Consignes:
a. Dans l'extrait sur le marketing du film Ratchet & Clank, relevez les noms des trois têtes d'affiche françaises.
b. Poursuivez l'extrait sur le marketing du film Ratchet & Clank à partir de l'endroit où il s'arrête.

Un bien funeste constat qui, aujourd'hui, résonne néanmoins comme une évidence et ce pour diverses raisons.
1 - Un marketing douteux
Forte d'être la plus grosse puissance marketing dont ait pu profiter une oeuvre Ratchet & Clank jusqu'alors, la campagne américaine menée par Focus Interactive ne portera finalement pas ses fruits. Pourquoi ? Il suffit de visionner les quelques spots publicitaires pour mieux cerner le problème : à qui s'adressent-ils ?
Non contents de virer au ridicule, cette campagne marketing semble prendre son public un peu trop à la légère, estimant qu'un montage grotesque couplé à de l'humour de répétition pataud suffirait à convaincre les fans d'investir les cinémas états-uniens.
Du côté français, aucune prise de risque puisque l'essentiel de la campagne marketing se contentera de reprendre les spots américains. Non, le véritable fer de lance de La Belle Company et TF1 réside dans les têtes d'affiche: Squeezie, Kevin Tran du Rire Jaune et Jhon Rachid. L'optique, ici, est donc de toucher le jeune public en leur donnant ce qu'ils aiment, à savoir des Youtubers en vogue. Sauf que, malheureusement pour les responsables marketing, la réalité de cette jeune génération est nettement plus nuancée qu'une simple histoire de stéréotypes grossiers.
Dès l'annonce officielle des voix françaises, le film se fait immédiatement lyncher sur les réseaux sociaux, suscitant le mépris de différents comédiens professionnels et l'intérêt souvent opportuniste de vidéastes s'étant soudainement trouvés une passion révoltée pour le monde du doublage. Ah.
Une vague haineuse inébranlable qui finira de ruiner tout espoir pour le film de se faire ne serait-ce qu'une petite place aux côtés des blockbusters du moment.

Données extraites d'une collection:
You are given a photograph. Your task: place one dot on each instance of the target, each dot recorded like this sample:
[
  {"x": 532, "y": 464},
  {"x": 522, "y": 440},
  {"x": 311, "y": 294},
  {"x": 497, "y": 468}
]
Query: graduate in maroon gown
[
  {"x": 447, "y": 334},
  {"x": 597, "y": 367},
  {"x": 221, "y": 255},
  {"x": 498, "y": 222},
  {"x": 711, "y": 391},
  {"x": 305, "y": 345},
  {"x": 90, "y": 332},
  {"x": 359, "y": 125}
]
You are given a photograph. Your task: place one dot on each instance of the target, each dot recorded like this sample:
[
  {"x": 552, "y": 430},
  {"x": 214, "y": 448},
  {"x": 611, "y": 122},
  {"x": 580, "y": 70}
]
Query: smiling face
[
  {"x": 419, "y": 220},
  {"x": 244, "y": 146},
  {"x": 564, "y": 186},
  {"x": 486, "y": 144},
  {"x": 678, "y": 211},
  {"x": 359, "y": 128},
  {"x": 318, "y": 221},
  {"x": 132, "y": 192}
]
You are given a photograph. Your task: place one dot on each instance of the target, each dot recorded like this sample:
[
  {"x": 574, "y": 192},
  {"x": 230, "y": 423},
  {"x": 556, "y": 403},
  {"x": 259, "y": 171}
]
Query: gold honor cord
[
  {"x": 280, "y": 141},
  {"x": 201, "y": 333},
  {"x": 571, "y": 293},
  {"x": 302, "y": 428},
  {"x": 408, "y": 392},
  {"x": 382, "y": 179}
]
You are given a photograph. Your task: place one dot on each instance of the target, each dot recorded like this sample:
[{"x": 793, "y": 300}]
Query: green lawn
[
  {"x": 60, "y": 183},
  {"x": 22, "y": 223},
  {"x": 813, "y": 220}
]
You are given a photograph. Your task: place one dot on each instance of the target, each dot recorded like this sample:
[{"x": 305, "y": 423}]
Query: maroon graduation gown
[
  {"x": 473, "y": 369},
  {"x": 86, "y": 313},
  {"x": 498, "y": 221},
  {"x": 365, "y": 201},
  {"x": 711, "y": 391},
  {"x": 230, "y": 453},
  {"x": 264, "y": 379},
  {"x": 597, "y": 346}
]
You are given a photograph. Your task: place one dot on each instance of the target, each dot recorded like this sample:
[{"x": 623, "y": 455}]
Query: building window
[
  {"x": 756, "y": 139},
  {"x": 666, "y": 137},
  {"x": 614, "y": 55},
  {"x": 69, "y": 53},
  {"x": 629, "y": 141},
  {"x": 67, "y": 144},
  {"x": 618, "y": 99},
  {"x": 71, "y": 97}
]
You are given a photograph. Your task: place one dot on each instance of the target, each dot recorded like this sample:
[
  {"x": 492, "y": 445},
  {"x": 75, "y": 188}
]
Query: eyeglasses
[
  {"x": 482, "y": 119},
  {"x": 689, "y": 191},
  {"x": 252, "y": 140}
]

Réponses:
a. Squeezie, Kevin Tran du Rire Jaune et Jhon Rachid.

b.
2 - Une concurrence redoutable
Au cours de la période de sortie du film sur les territoires américains et européens, paraîtront en salles Le Livre De La Jungle (Disney), Kung-Fu Panda 3 (Dreamworks) et Captain America: Civil War (Marvel). Un trio qui ne laissera absolument aucune chance à Ratchet & Clank, écrasé par des campagnes marketing forcément bien plus solides et remarquables.
Un fait inaltérable, qui se sera fait d'autant plus vrai en France, puisque Le Livre De La Jungle sortait le même jour que Ratchet & Clank dans nos salles. L'espoir demeurait toutefois permis et justifié, puisqu'avec plus de 400 salles de diffusion, nos deux compères auraient eu de quoi toucher un large public. En vain.
3 - Des critiques mitigées
Si l'on s'accordera à dire que le film Ratchet & Clank est, en considération de ses moyens limités de production, une réussite plus qu'honorable en terme de réalisation visuelle et d'animation, la majeure partie des médias et spectateurs lui reprocheront, à juste titre, son écriture. Tantôt maladroit, tantôt fidèle au matériau d'origine, le script de Kevin Munroe et Gerry Swallow peine à narrer efficacement une histoire pourtant déjà racontée des centaines voire milliers de fois au cinéma, faute à une surenchère de références souvent balourdes.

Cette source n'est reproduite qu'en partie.